====== Teks Bacaan ======

Puisi: Koran Pagi (Karya Joko Pinurbo)

Puisi "Koran Pagi" menggunakan simbol, ironi, dan gambaran sehari-hari, Joko Pinurbo berhasil menciptakan puisi yang menggugah perasaan dan ....
Koran Pagi


Koran pagi masih mengepul di atas meja.
Wartawan itu belum juga menyantapnya.
Ia masih tertidur di kursi setelah seharian
digesa-gesa berita. Seperti biasa,
untuk melawan pening ia menepuk kening.
Lolos dari deadline, ia terlelap. Capeknya lengkap.

Tahun-tahun memutih pada uban yang letih.
Entah sudah berapa orang peristiwa, berapa ya,
melintasi jalur-jalur waktu di kerut wajah.
Ke suaka ingatan mereka hijrah.

Almarhum bapaknya sebenarnya tak suka ia
susah-susah jadi reporter. Lebih baik jadi artis
yang kerjanya diuber-uber wartawan.

====== Daftar Data ======

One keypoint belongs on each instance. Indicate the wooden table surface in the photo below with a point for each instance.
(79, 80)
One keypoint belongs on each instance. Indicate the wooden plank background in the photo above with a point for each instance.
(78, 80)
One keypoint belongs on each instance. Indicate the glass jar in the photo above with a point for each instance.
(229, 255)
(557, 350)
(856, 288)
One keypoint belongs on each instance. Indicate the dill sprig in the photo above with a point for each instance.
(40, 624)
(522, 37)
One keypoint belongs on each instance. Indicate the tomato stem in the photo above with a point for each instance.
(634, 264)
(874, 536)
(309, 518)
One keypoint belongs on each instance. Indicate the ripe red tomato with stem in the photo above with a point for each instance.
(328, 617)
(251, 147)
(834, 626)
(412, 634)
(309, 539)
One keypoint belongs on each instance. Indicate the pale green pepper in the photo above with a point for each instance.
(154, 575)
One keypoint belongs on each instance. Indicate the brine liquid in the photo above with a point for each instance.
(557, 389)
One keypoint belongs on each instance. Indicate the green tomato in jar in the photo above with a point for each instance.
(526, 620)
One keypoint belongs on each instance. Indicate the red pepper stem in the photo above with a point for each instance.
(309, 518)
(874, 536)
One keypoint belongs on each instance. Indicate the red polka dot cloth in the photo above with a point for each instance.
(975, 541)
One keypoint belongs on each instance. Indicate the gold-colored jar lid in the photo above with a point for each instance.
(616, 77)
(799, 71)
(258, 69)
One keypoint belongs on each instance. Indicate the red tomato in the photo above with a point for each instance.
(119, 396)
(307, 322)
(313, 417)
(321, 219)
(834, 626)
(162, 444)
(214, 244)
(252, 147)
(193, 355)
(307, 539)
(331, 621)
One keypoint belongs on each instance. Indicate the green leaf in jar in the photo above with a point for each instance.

======

- **Latihan**
Kutiplah tanpa mengubah apa pun bagian puisi "Koran Pagi" dari "Puisi: Koran Pagi" sampai "perasaan dan ....".

- **Jawaban**
Puisi: Koran Pagi (Karya Joko Pinurbo)

Puisi "Koran Pagi" menggunakan simbol, ironi, dan gambaran sehari-hari, Joko Pinurbo berhasil menciptakan puisi yang menggugah perasaan dan ....